Textabschnitt

------------------------------------------------------------------------

Genau in diesem Sinne – und nicht im Sinne einer Wiederholung des Dritten Reiches oder der DDR – tritt unsere Gesellschaft heute wieder auf die gleichen Mistgabeln wie in der Geschichte. Wenn der CDU-Veteran Elmar Brok die Werte-Union als „Krebsgeschwür“ bezeichnet, wenn Friedrich Merz gewählte Parlamentarier als „Gesindel“ diffamiert, wenn gegen den politischen Gegner Hass geschürt wird – und das mit der Bekämpfung von Hass begründet wird. Denn natürlich fühlt man sich ja – wie schon die Vorfahren – auf der Seite des Guten. Dabei werden aus Brandstiftern werden keine Feuerwehrleute, nur weil sie glauben, sie würden ja im Namen des Guten zündeln.

Wie weit sich der von oben geschürte Hass in die Gesellschaft gefressen hat, zeigt eine Nachricht aus Münster: Weil sie sie für AfD Mitglieder gehalten haben, versperrten Demonstranten Besuchern eines 70. Geburtstags den Zugang zu einem Restaurant. Wenn man diesen Irrsinn und Wahn konsequent zu Ende denkt, müsste es auf eine Kennzeichnungspflicht für Mitglieder bestimmter Parteien hinauslaufen. Erschreckend, wie sich die Mechanismen gleichen, und wie immun viele sind gegen die Lehren der Geschichte.

Ralf Höcker, Sprecher der Werte-Union, trat gestern nach Morddrohungen und Einschüchterungen von all seinen politischen Ämtern zurück. „Mir wurde vor zwei Stunden auf denkbar krasse Weise klar gemacht, dass ich mein politisches Engagement sofort beenden muss wenn ich keine ,Konsequenzen‘ befürchten will“, erklärte er. FDP-Politiker wie Michael Rubin, Sohn von Holocaust-Überlebenden, mussten sich als Nazis beschimpfen und bedrohen lassen. Ein FDP-Ministerpräsident wurde bedroht, seine Frau bespuckt, seine Kinder konnten nur noch mit Polizeischutz in die Schule.

------------------------------------------------------------------------

Zu erledigen
A. Fasse den Textabschnitt bitte in zwei Sätzen zusammen.
B. Ersetze in den Datensätzen „Localize“ durch „Locate“, und zwar nur in dem Teil, der mit der Zeile mit „Localize each young woman you can see.“ beginnt und mit der Zeile mit „[95,114,123,143]“ endet. Gib allein diese Zeilen wieder, sonst unverändert.

------------------------------------------------------------------------

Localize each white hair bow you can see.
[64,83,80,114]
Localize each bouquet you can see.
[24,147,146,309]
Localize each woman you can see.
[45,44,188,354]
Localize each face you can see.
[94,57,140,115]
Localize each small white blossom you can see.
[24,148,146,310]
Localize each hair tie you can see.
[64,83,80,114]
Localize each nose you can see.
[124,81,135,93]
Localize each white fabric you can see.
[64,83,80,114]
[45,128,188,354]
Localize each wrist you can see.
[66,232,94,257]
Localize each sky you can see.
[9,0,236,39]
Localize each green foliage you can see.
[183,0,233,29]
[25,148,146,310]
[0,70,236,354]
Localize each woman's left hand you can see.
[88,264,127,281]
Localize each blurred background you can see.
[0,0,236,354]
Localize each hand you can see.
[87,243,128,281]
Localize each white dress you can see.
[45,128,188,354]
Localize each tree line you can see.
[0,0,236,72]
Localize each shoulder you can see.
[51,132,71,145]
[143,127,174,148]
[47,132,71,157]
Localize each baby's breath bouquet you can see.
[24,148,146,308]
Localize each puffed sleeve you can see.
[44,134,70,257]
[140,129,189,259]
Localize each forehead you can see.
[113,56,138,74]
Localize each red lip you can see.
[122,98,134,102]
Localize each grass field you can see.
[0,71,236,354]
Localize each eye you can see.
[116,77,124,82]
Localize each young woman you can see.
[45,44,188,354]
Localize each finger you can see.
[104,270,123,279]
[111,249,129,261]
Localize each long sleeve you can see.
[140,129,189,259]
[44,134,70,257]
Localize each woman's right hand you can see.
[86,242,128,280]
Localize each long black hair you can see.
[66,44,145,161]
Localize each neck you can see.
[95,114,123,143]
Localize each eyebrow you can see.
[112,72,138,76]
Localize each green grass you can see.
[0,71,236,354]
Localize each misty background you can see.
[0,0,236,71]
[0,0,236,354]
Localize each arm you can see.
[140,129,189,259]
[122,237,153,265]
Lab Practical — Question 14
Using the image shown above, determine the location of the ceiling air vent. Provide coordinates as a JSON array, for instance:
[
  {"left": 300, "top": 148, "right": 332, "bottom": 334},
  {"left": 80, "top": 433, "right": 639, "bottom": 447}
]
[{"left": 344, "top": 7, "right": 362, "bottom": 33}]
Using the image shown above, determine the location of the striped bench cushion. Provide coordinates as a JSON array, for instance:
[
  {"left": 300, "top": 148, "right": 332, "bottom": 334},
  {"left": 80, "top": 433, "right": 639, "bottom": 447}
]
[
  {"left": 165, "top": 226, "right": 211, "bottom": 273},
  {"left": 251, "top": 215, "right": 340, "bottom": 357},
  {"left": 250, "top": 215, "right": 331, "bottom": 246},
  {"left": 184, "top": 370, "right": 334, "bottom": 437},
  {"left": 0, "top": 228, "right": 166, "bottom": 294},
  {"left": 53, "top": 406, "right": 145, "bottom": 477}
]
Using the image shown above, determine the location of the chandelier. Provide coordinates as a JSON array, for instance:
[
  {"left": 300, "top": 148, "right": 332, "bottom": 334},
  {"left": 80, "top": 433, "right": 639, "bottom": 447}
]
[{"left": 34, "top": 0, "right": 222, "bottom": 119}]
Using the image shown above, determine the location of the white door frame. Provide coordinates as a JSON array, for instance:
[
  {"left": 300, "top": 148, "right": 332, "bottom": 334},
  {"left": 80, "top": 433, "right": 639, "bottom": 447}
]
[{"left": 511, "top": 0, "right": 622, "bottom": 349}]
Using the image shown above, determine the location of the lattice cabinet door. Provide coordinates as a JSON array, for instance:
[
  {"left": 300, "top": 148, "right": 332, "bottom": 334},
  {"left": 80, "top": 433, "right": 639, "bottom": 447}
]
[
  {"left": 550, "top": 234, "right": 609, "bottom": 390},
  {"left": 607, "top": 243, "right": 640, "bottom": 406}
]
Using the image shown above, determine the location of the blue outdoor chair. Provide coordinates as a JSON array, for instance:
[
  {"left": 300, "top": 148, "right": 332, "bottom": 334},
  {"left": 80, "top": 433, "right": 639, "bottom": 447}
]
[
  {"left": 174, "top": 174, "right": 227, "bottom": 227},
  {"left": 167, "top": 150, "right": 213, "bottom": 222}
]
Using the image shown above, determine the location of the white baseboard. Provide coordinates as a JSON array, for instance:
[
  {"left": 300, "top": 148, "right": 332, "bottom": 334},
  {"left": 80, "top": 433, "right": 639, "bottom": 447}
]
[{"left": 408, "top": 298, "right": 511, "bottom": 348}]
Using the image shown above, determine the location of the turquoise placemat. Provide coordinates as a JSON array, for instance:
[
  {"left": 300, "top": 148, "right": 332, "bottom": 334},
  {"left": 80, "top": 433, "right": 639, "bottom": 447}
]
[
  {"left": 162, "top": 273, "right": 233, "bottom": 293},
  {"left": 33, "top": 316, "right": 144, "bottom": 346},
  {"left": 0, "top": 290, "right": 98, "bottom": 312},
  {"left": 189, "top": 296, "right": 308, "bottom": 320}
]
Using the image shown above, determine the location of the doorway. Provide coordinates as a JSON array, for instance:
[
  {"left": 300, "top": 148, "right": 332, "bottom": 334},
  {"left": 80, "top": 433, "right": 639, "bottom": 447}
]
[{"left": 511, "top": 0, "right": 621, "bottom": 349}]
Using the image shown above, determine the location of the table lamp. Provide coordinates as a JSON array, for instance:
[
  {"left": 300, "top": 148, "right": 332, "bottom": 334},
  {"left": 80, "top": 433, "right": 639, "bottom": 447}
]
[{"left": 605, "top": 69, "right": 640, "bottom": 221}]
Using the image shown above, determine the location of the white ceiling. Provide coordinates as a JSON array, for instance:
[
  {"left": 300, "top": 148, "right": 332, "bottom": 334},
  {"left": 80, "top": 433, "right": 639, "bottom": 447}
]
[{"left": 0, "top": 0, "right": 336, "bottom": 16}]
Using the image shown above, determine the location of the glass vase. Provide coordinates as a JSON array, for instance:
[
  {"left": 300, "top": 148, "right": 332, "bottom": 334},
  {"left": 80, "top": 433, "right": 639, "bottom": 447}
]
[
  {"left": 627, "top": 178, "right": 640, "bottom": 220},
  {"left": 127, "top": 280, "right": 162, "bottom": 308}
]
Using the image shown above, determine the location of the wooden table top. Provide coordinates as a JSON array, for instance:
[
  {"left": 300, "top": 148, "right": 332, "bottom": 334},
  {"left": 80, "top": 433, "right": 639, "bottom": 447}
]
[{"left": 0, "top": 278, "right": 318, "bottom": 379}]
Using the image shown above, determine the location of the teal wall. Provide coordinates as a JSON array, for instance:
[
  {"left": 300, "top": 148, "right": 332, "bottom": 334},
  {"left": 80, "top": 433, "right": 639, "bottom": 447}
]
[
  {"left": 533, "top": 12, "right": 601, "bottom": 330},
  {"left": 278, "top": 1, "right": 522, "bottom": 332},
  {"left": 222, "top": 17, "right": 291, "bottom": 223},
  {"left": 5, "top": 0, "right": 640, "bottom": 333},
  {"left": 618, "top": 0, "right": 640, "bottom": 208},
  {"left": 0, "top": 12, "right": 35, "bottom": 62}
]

------------------------------------------------------------------------

Ergebnisse je Aufgabe
A. Der Textabschnitt wirft der heutigen Gesellschaft vor, im Namen des Guten Hass gegen den politischen Gegner zu schüren, etwa wenn Elmar Brok die Werte-Union als „Krebsgeschwür“ bezeichnet oder Friedrich Merz gewählte Parlamentarier als „Gesindel“ diffamiert. Als Folgen nennt er Demonstranten in Münster, die Besuchern eines 70. Geburtstags den Zugang zu einem Restaurant versperrten, weil sie sie für AfD-Mitglieder hielten, sowie den Rücktritt Ralf Höckers nach Morddrohungen und Drohungen gegen FDP-Politiker.

B.
Locate each young woman you can see.
[45,44,188,354]
Locate each finger you can see.
[104,270,123,279]
[111,249,129,261]
Locate each long sleeve you can see.
[140,129,189,259]
[44,134,70,257]
Locate each woman's right hand you can see.
[86,242,128,280]
Locate each long black hair you can see.
[66,44,145,161]
Locate each neck you can see.
[95,114,123,143]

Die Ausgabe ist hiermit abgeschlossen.